Text block:

Turn to Philippians 2. We could say as a summary of what we’re admonished to do in 2 Corinthians 7: going on cleansing ourselves from defilement of the flesh and the spirit; going on in practical Godliness in the home and in the place of business–all of this comes under the general heading of working out in greater measure our salvation. And as the Apostle commands the believers at Philippi to work out their salvation, what’s to be the context of that working out? Philippians 2:12: “Wherefore, my beloved, as ye have always obeyed, not as in my presence only, but now much more in my absence, work out your own salvation with fear and trembling.” Now I ask you, where in the world do we get this idea that the people who are most jumping about with jolly, jolly joy all the time, time, time are the most spiritual? “Fear and trembling”–and anyone who is working out his salvation in any other context is working it out in a context unauthorized by the Word of God.

Well then, you say, “Does this have to go on all the while we’re here? Can’t we come to the place where’s there’s no longer the constraint of the fear of God?” Well, let Peter answer that question in 1 Peter 1. We’ve looked at the words of our Lord; we’ve looked at the words of the Apostle Paul. Peter speaks the same word. And he speaks it in the most interesting context. Verse 17: “And if ye call on the Father, who without respect of persons judgeth according to every man’s work, pass the time of your sojourning here in fear.” Ah, but you say, “If you’ve got real assurance that you’ve been saved by the blood of Christ, doesn’t that negate the fear of God?” No, for he says in the next two verses, “Forasmuch as ye know that ye were not redeemed with corruptible things, as silver and gold, from your vain conversation received by tradition from your fathers; but with the precious blood of Christ, as of a lamb without blemish and without spot.” He says the knowledge that you’ve been redeemed at such an awful price will intensify the reality of the fear of God, not negate it. He uses as the very argument to enforce the necessity of walking in Godly fear the fact that we know we’ve been redeemed by the precious blood of Christ.

Required tasks:
**A.** Answer these from the sermon excerpt:
(i) Which verse of Philippians 2 is quoted?
(ii) Which verse of 1 Peter 1 is quoted first?
(iii) What does the quoted passage say believers were not redeemed with?
**B.** List every book of the Bible that the sermon excerpt names.
The items that come next aren't needed for anything here.

Dataset entries:
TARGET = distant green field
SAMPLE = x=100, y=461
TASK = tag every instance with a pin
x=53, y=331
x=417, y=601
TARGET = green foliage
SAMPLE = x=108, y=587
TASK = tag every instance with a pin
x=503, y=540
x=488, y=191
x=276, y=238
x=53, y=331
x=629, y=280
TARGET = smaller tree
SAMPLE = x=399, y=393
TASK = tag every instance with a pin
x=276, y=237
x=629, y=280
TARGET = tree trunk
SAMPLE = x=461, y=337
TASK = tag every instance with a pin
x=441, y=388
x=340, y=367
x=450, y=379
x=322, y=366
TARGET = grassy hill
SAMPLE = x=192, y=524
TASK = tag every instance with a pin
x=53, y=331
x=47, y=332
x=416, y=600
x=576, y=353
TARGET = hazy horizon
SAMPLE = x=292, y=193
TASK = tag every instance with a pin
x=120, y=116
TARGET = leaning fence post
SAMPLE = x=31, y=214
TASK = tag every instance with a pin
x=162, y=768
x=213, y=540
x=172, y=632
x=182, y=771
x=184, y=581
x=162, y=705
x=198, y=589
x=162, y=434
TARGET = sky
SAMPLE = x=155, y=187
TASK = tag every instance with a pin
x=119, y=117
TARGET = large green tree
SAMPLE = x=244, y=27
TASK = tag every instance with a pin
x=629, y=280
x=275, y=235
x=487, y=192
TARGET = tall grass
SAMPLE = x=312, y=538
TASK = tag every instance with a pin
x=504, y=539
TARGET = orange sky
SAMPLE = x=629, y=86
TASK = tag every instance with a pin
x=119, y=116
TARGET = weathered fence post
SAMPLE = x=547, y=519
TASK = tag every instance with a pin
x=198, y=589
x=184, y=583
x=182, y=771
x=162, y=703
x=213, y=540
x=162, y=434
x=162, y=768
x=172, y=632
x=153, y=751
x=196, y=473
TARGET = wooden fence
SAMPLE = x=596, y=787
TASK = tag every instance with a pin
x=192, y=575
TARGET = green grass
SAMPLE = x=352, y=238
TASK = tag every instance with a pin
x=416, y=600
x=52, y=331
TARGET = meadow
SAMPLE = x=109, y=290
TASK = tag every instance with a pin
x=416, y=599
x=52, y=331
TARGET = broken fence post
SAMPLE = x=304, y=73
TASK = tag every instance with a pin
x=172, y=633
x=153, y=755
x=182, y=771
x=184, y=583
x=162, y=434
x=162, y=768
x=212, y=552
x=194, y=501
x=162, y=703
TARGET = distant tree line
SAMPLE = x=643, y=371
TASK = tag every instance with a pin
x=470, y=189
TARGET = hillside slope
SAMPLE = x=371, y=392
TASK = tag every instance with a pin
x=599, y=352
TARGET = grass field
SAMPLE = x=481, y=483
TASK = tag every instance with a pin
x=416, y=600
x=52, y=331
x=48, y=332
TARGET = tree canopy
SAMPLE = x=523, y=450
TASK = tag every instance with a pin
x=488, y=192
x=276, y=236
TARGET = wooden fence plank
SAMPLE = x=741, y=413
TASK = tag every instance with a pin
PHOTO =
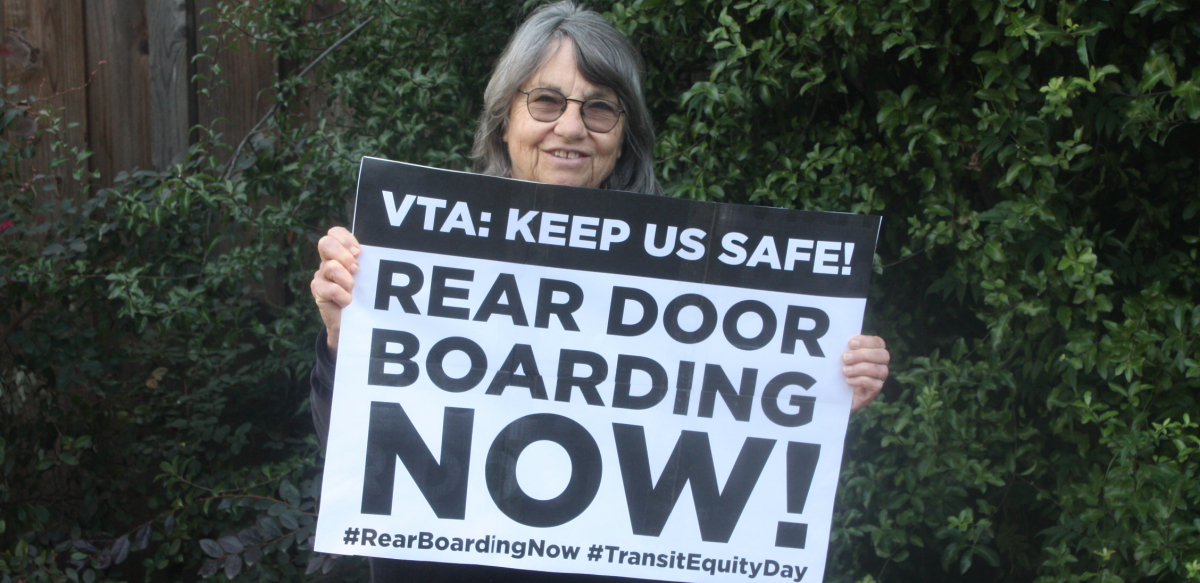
x=241, y=92
x=119, y=130
x=169, y=84
x=46, y=56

Answers per task:
**A.**
(i) Verse 12
(ii) Verse 17
(iii) Corruptible things, as silver and gold

**B.** Philippians, 2 Corinthians, 1 Peter